Entries from a point annotation set:
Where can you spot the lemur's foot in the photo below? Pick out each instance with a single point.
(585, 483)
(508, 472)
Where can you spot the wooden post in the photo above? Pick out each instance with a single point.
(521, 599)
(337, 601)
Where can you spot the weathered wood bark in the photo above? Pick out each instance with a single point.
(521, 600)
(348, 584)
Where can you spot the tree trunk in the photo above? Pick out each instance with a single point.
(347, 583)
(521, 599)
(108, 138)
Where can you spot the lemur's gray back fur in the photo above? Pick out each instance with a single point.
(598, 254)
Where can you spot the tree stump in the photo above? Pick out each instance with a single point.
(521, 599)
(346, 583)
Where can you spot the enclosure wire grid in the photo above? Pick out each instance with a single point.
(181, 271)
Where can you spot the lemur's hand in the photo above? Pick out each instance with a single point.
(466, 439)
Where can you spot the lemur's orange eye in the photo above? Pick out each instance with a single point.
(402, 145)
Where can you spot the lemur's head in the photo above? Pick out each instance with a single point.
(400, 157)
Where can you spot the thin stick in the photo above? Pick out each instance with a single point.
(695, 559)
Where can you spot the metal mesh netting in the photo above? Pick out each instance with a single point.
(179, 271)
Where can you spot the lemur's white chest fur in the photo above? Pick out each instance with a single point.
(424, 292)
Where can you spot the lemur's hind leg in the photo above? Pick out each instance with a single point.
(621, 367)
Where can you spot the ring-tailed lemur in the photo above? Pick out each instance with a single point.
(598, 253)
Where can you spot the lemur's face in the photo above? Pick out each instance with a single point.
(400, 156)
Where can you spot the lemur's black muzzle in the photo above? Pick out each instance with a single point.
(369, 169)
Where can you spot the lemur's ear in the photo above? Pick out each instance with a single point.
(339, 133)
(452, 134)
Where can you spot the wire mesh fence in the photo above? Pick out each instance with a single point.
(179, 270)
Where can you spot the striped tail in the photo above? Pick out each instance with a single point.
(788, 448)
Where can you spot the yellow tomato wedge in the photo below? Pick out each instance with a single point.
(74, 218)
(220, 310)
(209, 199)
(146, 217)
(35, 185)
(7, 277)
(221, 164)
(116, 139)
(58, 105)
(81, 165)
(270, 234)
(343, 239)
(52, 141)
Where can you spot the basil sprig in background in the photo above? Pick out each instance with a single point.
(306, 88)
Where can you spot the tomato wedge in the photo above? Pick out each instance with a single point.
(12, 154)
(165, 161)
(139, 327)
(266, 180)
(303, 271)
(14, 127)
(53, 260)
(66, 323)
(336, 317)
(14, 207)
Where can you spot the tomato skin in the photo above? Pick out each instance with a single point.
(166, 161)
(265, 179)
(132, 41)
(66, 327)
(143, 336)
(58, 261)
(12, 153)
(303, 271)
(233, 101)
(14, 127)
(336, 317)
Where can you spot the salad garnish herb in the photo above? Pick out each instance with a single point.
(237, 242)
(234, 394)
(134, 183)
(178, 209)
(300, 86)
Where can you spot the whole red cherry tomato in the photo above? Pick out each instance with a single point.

▸ WHAT IS EXPECTED: Rewrite the part of the records from the line containing "Where can you spot the basil" through the end of the records, both ends included, and reproduce every line in that range, requests as well. Scale each coordinate in the answers by a factor of 2 and round to whole numbers, with halves rounded up.

▸ OUTPUT FOR THIS TASK:
Where can you spot the basil sprig in background in the photo above? Pick out each instance with a single point.
(612, 176)
Where can you spot the tomato wedge in the photo above? Pick out each instance with a single point.
(24, 308)
(330, 322)
(278, 654)
(532, 360)
(606, 542)
(28, 254)
(106, 520)
(132, 646)
(672, 634)
(28, 414)
Where can you spot the tomato skin in the photo above? Pick out each instance with a single point.
(332, 322)
(530, 358)
(264, 82)
(132, 654)
(286, 672)
(116, 522)
(24, 306)
(606, 542)
(466, 202)
(28, 254)
(672, 634)
Where can you spot the salad garnish herb in the photo above? Pick out each instance with a single point.
(474, 484)
(468, 788)
(268, 366)
(356, 418)
(600, 172)
Where can you spot the whole red cherry tomato in the photo above? Pick out each instance with a single point.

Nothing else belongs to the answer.